- **Trecho selecionado**
####################
Crédito com grau de investimento (+131 bps)

Os mercados de crédito corporativo com grau de investimento começaram a se normalizar após o Federal Reserve ter tomado uma medida sem precedentes, criando dois programas para a compra destes créditos em 23 de março, linhas que foram ampliadas em 9 de abril para incluir empresas recém-rebaixadas para high yield. Um programa comprará títulos emitidos recentemente, enquanto o outro dará liquidez ao mercado secundário. Ambos os programas irão se concentrar em títulos de alta qualidade, com prazos curtos e intermediários.

Contudo, apesar do aumento do número de oportunidades com preços atraentes, devemos advertir que apenas os títulos que permaneçam sob a proteção do banco central americano podem ser considerados como “ativos de spread seguro”. É provável que haja suporte técnico para a dívida de empresas de alta qualidade e de fallen angels (empresas com classificação BBB- rebaixadas para high yield), mas os programas de compra de ativos podem apenas suprir falhas de liquidez, mas não resolver fundamentos deficientes ou estruturas de capital com alavancagem excessiva.
####################
- **Itens listados**
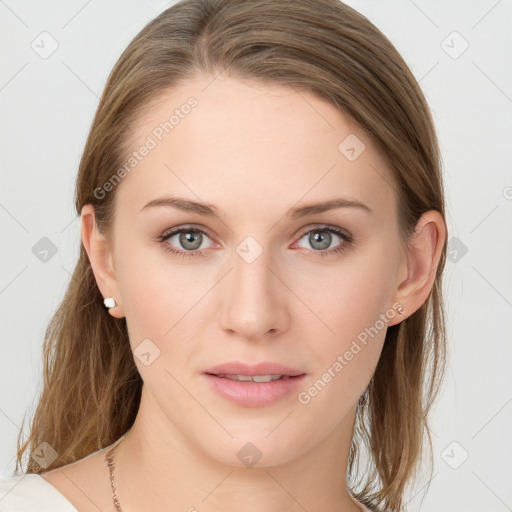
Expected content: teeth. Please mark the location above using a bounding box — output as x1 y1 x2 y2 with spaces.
218 374 284 382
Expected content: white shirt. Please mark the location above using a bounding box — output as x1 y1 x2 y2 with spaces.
0 473 370 512
0 473 78 512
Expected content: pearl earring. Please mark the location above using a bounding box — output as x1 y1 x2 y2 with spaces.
103 297 117 309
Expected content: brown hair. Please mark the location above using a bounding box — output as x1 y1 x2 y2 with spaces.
16 0 446 510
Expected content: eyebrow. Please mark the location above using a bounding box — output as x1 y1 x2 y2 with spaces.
139 196 373 219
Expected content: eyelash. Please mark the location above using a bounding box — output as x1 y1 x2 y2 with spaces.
157 225 352 258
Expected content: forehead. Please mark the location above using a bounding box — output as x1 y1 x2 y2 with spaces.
116 76 394 220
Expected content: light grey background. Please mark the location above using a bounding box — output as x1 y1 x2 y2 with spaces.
0 0 512 512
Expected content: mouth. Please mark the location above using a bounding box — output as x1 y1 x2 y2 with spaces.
203 372 306 408
206 373 305 382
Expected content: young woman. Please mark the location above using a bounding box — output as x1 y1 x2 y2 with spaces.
0 0 447 512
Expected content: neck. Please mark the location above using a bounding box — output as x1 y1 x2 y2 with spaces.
110 388 363 512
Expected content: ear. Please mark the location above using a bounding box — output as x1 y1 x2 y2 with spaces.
81 204 124 318
389 210 446 325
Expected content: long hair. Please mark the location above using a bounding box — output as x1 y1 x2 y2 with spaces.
16 0 446 510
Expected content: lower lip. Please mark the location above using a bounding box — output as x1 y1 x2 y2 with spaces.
204 373 306 407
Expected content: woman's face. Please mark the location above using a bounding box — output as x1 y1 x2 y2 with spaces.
98 76 403 466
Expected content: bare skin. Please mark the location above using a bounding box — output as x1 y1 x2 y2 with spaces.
42 76 445 512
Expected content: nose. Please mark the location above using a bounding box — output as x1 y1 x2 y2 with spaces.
219 242 290 340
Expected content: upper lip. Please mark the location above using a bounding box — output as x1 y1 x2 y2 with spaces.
204 361 304 377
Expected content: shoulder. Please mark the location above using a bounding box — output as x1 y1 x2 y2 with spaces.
0 473 78 512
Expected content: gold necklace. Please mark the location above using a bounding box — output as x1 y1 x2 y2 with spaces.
105 436 124 512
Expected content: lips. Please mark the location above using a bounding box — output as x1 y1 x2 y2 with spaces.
204 361 305 377
203 361 306 407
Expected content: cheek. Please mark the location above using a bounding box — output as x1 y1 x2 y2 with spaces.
303 239 396 396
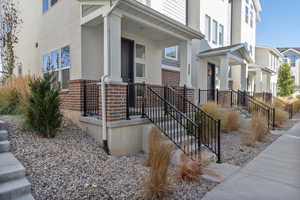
####################
- **Tarefas propostas**
[A] Indique se cada afirmação a seguir está de acordo com o trecho sobre crédito com grau de investimento. Responda sim ou não a cada uma e cite literalmente as palavras do trecho que decidem a questão. (i) O Federal Reserve criou os programas de compra de créditos em 23 de março. (ii) Os programas irão se concentrar em títulos com prazos longos. (iii) Os programas de compra de ativos podem resolver estruturas de capital com alavancagem excessiva.
[B] Prossiga com o trecho sobre crédito com grau de investimento a partir da última frase apresentada.

- **Respostas**
[A]
(i) Sim: "criando dois programas para a compra destes créditos em 23 de março".
(ii) Não: "Ambos os programas irão se concentrar em títulos de alta qualidade, com prazos curtos e intermediários."
(iii) Não: "os programas de compra de ativos podem apenas suprir falhas de liquidez, mas não resolver fundamentos deficientes ou estruturas de capital com alavancagem excessiva".

[B]
Títulos municipais /Tít. Tesouro EUA (+99 bps)

Os títulos municipais americanos estão sendo beneficiados por uma série de programas de apoio governamental – exceto os de prazo mais longo, que mesmo assim estão começando a se recuperar. Embora presos a ciclos de fluxo, esses títulos ainda apresentam uma boa oportunidade, já que os spreads em relação aos títulos do Tesouro dos EUA são grandes e suas taxas continuam competitivas em relação a títulos corporativos comparáveis.

Ativos do Circulo Externo

Dívida externa de mercados emergentes (ME) (+275 bps)

É provável que os mercados emergentes demorem mais para se recuperar e seus ativos devem retormar completamente apenas quando as implicações econômicas duradouras da pandemia forem plenamente compreendidas. Entretanto, os ME devem ser beneficiados pela liquidez abundante fornecida pelos bancos centrais. No curto prazo, damos preferência a títulos soberanos e corporativos de alta qualidade, denominados em dólares norte-americanos. Assumimos uma postura cautelosa em relação a países exportadores de petróleo, de menor qualidade. Como sempre é o caso no investimento em mercados emergentes, os resultados serão determinados por uma análise de fundamentos criteriosa e pela seleção de títulos.

Títulos corporativos high yield (+441 bps)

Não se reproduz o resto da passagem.